··· DATA IN THIS EXERCISE

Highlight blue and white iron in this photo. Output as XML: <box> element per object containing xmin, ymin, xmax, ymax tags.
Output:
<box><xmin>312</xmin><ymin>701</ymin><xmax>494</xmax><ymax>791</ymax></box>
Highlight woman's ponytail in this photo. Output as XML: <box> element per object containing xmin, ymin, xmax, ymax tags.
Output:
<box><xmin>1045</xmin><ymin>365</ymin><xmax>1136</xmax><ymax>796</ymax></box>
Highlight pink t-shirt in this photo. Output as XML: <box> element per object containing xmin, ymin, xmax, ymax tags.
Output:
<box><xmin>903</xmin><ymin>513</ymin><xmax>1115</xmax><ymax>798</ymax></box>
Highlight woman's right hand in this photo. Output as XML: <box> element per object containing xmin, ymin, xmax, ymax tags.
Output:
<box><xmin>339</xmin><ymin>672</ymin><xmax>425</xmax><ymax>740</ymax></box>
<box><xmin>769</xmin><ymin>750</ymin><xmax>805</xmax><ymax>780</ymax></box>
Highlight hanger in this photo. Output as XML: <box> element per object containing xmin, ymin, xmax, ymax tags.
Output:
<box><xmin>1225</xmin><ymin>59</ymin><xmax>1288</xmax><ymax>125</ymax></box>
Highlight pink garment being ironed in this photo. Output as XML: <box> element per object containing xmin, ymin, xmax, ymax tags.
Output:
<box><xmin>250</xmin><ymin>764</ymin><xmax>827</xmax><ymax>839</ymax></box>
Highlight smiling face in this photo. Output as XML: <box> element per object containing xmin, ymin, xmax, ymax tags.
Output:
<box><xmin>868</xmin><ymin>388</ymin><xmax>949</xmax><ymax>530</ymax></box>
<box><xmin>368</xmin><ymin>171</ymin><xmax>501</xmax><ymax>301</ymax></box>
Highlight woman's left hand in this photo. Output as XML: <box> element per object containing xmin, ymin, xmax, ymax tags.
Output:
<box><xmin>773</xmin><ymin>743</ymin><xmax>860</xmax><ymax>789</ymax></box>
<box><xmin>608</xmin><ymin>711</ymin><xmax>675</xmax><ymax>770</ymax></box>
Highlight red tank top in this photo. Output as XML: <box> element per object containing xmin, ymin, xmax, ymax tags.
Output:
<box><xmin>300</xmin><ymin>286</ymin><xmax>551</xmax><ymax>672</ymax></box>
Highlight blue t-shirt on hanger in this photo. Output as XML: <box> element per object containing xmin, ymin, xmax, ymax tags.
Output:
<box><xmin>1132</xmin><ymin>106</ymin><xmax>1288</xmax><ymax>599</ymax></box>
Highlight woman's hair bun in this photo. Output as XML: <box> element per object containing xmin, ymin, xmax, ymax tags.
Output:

······

▶ **WHAT IS EXPECTED**
In everything from the line containing "Highlight woman's right" down to the end of the records, swap "hanger" for "clothes hanger" and leave every other word as it is. Give only those lines.

▶ **ANSWER IN FULL**
Highlight woman's right hand in this photo. Output as XML: <box> element per object containing xmin, ymin, xmax, ymax tags.
Output:
<box><xmin>339</xmin><ymin>672</ymin><xmax>425</xmax><ymax>740</ymax></box>
<box><xmin>769</xmin><ymin>750</ymin><xmax>805</xmax><ymax>780</ymax></box>
Highlight clothes hanger in this photo. Output as XML: <box> element per object containing xmin, ymin, xmax, ymax tags.
Output:
<box><xmin>1225</xmin><ymin>59</ymin><xmax>1288</xmax><ymax>125</ymax></box>
Highlight pink garment being ironed in this photo. Output as XML: <box> element per object containing xmin, ymin, xmax, ymax tags.
Output:
<box><xmin>250</xmin><ymin>764</ymin><xmax>827</xmax><ymax>839</ymax></box>
Highlight smiling face in this photo. Output as XML: <box> element per object containing xmin, ymin, xmax, ymax tags.
Output:
<box><xmin>868</xmin><ymin>388</ymin><xmax>949</xmax><ymax>530</ymax></box>
<box><xmin>368</xmin><ymin>171</ymin><xmax>501</xmax><ymax>301</ymax></box>
Highlight woman's left hand in this photo. Output as XML: <box> element per object containing xmin, ymin, xmax, ymax tags.
Output:
<box><xmin>773</xmin><ymin>743</ymin><xmax>860</xmax><ymax>789</ymax></box>
<box><xmin>608</xmin><ymin>711</ymin><xmax>675</xmax><ymax>770</ymax></box>
Highlight red tank top in this photo. Output as XML: <box> element per object containing xmin, ymin, xmax, ymax tags.
Output:
<box><xmin>300</xmin><ymin>286</ymin><xmax>551</xmax><ymax>672</ymax></box>
Highlight blue t-shirt on clothes hanger in this photo. Output as XML: <box> element per object containing xmin, ymin, xmax, ymax tags.
Output:
<box><xmin>1132</xmin><ymin>106</ymin><xmax>1288</xmax><ymax>599</ymax></box>
Highlight woman's hair bun in this photo. Output as XML: <box> element per object containing xmin, ymin, xmax, ymax tags.
Output:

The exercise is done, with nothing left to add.